- Source document:
▼
Yemen Central Bank Stops Guarantees for Rice, Sugar Imports

Local Editor

Yemen’s central bank has told traders and local banks it will no longer provide lines of credit for the import of sugar and rice at the official exchange rate, merchants and local bankers said on Friday.

The move takes immediate effect and is likely to further deepen the country’s humanitarian crisis. Yemen is in the midst of a war between the Houthi Ansarullah movement, who control the capital Sana’a, and fugitive former President Abd-Rabbu Mansour Hadi’s government, which is backed by an Arab coalition led by Saudi Arabia.

One merchant told Reuters that until the beginning of February, the central bank had covered all the country’s import needs of medicine, wheat, rice, sugar and milk at the official exchange rate of 215 riyals to the dollar.

"With this decision, the lines of credit would be limited to wheat and medicines only," said the merchant, who asked not to be named.

A banker confirmed this, saying the central bank had explained it was no longer able to provide cover for imports at the official rate and had asked merchants to buy foreign currency on the black market, where the rate is 256 riyals to the dollar.

The U.N. Food and Agricultural Organization (FAO) has warned of a "staggering" crisis, saying famine looms as over half the population, or some 14.4 million people, are short of food.

Saudi Arabia began its deadly campaign against Yemen in late March 2015. The strikes were meant to undermine the Houthi Ansarullah movement and restore power to fugitive former president Abd Rabbu Mansour Hadi.

About 8,300 people have been killed and over 16,000 injured since Riyadh launched the airstrikes. The Saudi aggression has also taken a heavy toll on Yemen’s facilities and infrastructure.
▲
- Tasks to carry out:
• A. According to the article on Yemen's central bank, why did the bank ask merchants to buy foreign currency on the black market? Answer in one to three sentences.
• B. Rewrite the paragraph beginning "The move takes immediate effect" from the article on Yemen's central bank as a short bulleted list that keeps its main facts.

- Data to examine:
▼
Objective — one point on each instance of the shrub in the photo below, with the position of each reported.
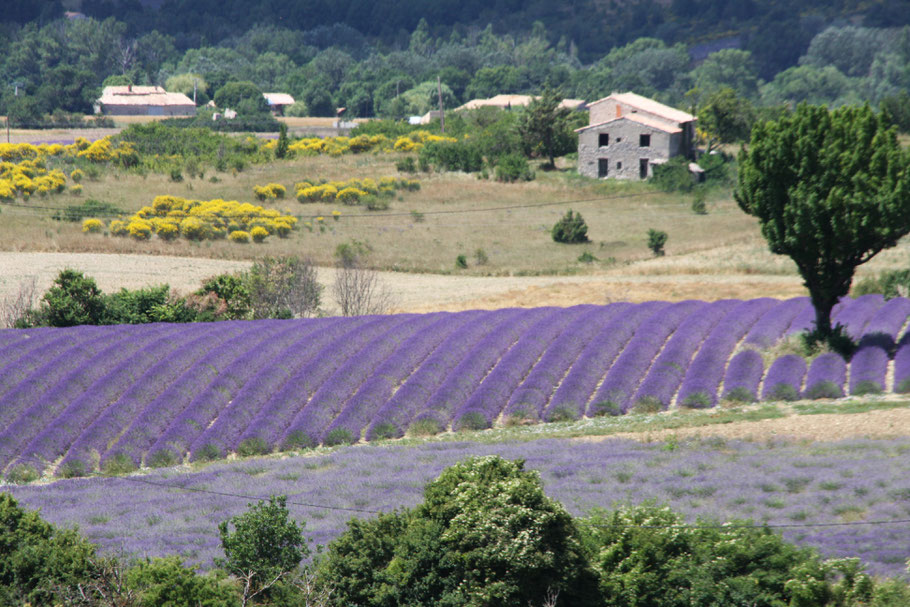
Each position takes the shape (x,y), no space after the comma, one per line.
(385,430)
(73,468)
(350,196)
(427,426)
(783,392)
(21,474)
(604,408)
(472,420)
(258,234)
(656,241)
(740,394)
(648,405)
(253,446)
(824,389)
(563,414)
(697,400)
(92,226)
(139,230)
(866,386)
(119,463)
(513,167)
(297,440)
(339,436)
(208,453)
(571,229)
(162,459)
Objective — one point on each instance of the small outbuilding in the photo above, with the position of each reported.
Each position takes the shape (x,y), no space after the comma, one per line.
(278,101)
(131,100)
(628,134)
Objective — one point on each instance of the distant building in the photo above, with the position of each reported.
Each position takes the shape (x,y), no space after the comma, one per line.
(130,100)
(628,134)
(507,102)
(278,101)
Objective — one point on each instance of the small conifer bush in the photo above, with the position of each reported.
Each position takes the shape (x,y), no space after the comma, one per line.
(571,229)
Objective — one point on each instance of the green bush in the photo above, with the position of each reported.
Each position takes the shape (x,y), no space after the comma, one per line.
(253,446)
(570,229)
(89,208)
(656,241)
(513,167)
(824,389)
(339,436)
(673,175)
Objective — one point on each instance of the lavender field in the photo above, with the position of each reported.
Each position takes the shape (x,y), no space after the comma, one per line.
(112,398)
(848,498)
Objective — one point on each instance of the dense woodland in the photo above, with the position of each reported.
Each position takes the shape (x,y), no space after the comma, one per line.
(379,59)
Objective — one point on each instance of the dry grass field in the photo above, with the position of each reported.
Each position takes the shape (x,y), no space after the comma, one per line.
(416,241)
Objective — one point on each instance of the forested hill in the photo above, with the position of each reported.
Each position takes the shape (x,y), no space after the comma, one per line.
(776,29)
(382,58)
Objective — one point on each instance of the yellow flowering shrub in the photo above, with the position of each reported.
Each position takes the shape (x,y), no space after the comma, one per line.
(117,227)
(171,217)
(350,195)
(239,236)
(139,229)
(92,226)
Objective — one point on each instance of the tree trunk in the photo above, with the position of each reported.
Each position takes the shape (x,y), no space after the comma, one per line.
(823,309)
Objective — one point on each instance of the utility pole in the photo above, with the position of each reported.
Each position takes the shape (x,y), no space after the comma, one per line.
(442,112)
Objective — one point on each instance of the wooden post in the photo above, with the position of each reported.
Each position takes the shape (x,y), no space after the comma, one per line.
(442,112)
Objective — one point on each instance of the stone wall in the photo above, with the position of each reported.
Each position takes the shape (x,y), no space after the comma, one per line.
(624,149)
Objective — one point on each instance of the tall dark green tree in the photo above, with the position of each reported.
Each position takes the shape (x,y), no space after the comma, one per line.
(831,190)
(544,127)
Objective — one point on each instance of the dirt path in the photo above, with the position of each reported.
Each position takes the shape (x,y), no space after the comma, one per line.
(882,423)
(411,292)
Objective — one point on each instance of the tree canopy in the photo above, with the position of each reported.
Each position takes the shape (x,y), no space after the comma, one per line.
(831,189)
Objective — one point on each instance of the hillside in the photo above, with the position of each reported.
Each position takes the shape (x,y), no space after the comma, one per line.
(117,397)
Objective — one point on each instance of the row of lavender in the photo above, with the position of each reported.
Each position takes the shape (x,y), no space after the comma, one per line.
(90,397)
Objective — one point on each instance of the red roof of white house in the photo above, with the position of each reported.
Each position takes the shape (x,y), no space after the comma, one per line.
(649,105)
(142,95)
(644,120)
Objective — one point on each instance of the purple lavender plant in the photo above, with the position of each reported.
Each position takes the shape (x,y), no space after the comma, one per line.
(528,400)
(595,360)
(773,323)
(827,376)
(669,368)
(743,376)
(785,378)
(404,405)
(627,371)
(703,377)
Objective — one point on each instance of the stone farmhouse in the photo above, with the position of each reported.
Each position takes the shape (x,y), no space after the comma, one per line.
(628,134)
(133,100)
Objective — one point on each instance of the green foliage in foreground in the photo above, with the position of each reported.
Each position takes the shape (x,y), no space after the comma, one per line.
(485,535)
▲
- Results of the exercise:
• A. The bank explained that it could no longer cover imports at the official rate of 215 riyals to the dollar, so merchants had to buy foreign currency on the black market, where the rate is 256 riyals to the dollar.

• B.
- The move takes immediate effect.
- It is likely to further deepen Yemen's humanitarian crisis.
- Yemen is at war: the Houthi Ansarullah movement, which controls the capital Sana'a, is fighting the government of fugitive former President Abd-Rabbu Mansour Hadi.
- Hadi's government is backed by an Arab coalition led by Saudi Arabia.